What is needed is an exact copy of the lines in the listing below, from the one with "positive clicks: (443, 69)" up to and including the one with "60L527 32L475 29L354", with no other lines.
==============================
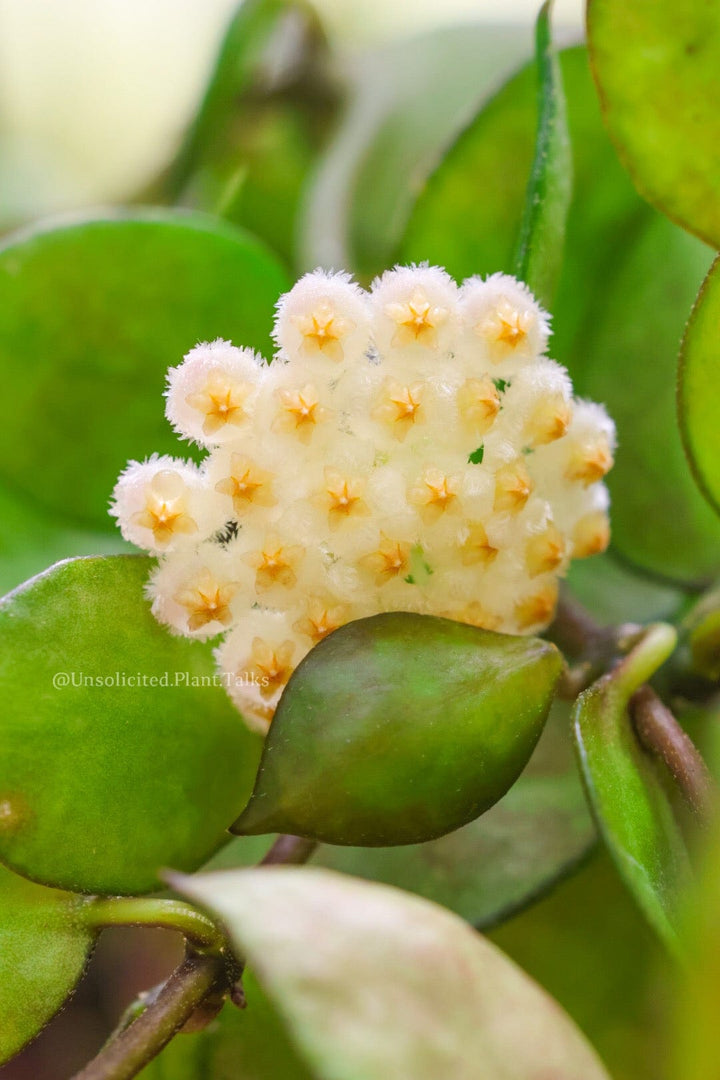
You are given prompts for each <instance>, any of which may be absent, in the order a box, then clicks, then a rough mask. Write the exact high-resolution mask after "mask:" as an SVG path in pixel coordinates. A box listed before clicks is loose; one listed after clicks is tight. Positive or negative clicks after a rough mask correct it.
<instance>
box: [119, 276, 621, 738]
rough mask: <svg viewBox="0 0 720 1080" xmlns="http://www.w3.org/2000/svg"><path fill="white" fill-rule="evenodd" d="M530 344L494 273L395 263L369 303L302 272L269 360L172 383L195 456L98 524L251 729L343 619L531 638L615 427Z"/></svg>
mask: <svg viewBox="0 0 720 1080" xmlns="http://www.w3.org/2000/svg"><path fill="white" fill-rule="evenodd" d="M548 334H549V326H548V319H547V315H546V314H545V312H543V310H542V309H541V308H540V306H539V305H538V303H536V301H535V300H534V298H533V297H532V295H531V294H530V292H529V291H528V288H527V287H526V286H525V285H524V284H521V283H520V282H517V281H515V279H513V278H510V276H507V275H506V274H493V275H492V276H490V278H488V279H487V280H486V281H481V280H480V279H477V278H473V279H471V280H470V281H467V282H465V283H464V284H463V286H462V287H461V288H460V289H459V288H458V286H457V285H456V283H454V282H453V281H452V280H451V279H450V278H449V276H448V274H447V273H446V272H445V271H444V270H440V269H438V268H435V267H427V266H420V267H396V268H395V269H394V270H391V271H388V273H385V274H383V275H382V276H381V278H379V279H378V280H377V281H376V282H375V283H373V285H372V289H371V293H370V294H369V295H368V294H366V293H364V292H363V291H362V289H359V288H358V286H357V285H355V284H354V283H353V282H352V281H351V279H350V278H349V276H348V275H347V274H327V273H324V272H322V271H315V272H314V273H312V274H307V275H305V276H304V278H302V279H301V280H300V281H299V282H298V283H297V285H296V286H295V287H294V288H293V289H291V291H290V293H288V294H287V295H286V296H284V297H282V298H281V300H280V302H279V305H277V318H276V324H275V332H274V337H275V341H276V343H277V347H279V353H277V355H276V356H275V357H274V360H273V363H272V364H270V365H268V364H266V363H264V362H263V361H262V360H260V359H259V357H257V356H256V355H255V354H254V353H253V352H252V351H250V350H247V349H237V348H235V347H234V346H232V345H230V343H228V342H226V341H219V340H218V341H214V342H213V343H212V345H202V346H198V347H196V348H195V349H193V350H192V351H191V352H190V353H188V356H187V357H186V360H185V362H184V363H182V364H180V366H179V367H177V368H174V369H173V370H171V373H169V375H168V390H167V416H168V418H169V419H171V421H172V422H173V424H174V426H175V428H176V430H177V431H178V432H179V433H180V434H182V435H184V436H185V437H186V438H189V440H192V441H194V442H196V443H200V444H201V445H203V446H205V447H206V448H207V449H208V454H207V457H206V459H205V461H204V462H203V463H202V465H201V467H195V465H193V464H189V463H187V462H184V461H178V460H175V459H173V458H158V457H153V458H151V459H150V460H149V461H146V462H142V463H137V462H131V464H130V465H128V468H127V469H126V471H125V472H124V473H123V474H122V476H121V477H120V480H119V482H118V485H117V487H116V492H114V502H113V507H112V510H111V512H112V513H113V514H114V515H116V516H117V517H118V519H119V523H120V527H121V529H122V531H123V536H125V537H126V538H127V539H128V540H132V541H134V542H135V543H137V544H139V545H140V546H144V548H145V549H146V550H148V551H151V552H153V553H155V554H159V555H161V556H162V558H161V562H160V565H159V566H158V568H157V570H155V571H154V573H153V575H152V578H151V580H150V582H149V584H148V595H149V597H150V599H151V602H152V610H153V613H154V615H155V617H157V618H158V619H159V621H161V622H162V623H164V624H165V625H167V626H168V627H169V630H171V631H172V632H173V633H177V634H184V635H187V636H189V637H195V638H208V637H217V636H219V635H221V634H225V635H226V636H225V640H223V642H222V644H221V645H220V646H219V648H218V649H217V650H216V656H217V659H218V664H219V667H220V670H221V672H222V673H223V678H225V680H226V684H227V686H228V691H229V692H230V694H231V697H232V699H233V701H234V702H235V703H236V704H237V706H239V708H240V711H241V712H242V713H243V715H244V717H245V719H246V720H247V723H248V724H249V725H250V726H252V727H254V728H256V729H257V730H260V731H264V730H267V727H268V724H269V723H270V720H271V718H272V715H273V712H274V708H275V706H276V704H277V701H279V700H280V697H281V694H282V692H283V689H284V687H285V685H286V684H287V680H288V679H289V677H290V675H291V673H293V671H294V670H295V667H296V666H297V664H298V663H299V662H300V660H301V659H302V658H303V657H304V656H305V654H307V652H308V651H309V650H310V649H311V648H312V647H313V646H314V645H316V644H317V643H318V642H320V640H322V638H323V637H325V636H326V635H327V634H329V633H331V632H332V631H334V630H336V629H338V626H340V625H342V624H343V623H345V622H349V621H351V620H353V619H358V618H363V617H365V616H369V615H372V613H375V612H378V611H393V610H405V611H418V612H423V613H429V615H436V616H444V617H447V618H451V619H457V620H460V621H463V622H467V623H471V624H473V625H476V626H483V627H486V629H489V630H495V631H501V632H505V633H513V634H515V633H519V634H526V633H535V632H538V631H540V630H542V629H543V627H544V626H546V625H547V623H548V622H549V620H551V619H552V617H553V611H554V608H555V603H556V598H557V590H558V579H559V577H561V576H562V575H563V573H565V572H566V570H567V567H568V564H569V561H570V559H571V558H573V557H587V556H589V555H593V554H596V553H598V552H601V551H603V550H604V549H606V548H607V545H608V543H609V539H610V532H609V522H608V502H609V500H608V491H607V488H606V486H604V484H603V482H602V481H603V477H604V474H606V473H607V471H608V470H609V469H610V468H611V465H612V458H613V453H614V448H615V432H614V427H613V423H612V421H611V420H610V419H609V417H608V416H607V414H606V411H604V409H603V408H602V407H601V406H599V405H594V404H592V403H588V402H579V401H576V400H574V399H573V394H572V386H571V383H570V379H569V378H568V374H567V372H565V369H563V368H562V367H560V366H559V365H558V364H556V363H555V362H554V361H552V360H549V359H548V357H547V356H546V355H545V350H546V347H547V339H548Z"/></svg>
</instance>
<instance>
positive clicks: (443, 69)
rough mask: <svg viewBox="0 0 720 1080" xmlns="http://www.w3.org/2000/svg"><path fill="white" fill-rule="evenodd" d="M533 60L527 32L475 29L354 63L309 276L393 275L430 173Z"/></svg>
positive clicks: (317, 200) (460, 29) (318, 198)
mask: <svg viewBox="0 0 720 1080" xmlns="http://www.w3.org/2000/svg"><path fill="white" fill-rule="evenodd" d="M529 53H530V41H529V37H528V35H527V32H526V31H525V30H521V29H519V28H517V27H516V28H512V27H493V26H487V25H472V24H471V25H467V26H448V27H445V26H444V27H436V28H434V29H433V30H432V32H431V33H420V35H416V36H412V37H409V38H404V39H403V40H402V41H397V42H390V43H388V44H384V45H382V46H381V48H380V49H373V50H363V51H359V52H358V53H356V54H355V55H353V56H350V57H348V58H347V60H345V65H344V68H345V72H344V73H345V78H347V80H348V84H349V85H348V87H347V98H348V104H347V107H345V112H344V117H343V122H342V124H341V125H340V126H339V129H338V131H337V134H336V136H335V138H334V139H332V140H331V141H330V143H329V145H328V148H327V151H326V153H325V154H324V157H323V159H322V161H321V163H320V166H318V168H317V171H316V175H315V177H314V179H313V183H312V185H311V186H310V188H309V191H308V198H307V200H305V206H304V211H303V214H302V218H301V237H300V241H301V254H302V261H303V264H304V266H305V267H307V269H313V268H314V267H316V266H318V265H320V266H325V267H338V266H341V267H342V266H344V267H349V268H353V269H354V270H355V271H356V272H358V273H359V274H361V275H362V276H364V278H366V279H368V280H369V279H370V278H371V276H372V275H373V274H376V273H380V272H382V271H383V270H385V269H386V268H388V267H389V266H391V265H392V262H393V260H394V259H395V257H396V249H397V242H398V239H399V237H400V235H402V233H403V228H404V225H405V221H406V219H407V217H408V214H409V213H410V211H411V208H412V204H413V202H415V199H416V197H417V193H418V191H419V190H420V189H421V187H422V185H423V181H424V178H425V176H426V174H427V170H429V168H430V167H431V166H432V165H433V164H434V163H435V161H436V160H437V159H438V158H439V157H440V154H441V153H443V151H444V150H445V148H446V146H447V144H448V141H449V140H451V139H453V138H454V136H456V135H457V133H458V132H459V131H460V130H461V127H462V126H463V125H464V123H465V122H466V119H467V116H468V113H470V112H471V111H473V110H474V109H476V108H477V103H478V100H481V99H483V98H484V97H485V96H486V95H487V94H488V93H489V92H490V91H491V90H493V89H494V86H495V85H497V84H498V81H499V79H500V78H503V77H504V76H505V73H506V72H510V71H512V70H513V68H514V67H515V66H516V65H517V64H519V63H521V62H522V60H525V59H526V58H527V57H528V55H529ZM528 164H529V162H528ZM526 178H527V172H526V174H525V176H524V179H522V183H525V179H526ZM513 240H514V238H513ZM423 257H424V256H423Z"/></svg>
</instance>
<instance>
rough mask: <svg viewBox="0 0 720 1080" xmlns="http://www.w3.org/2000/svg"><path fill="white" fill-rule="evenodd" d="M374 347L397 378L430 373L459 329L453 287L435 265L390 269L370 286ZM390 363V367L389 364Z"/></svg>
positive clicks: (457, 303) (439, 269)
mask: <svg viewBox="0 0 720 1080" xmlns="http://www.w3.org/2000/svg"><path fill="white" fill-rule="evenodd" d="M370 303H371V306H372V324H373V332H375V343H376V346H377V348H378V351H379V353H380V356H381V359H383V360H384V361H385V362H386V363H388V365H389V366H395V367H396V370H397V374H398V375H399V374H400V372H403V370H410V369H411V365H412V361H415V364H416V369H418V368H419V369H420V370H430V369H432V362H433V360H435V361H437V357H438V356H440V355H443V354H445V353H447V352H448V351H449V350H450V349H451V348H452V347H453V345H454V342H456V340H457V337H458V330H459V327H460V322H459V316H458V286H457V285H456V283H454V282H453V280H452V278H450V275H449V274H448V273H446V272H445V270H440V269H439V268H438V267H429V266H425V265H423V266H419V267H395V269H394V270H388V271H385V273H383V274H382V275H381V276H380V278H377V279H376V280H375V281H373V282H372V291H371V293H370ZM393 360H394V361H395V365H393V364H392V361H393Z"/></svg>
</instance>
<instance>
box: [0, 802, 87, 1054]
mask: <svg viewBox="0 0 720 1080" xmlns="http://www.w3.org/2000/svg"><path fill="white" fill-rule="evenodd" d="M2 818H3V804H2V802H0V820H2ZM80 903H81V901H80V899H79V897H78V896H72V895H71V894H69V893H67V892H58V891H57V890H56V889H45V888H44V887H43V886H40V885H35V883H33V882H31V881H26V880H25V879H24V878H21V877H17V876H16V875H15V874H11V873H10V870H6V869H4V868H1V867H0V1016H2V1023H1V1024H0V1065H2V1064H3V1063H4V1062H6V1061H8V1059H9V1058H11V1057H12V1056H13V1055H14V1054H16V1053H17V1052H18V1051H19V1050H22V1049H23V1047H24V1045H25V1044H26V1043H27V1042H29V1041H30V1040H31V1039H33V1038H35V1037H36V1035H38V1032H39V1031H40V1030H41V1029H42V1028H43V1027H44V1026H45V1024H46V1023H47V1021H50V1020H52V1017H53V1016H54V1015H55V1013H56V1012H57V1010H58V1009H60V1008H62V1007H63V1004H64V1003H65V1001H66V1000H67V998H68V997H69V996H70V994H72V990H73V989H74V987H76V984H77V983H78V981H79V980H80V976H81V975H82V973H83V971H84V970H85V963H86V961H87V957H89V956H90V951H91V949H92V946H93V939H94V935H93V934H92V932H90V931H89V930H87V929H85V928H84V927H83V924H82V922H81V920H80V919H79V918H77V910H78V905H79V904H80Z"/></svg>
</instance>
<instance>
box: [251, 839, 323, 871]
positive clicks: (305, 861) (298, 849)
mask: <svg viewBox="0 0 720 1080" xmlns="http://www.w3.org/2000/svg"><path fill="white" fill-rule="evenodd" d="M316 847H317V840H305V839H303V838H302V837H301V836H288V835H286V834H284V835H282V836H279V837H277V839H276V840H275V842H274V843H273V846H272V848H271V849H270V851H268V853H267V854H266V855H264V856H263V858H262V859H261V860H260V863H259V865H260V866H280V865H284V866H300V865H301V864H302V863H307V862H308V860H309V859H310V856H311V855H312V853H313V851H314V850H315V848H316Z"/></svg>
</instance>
==============================
*RESULT BELOW*.
positive clicks: (443, 69)
rough mask: <svg viewBox="0 0 720 1080" xmlns="http://www.w3.org/2000/svg"><path fill="white" fill-rule="evenodd" d="M533 60L527 32L475 29L354 63L309 276L393 275L430 173Z"/></svg>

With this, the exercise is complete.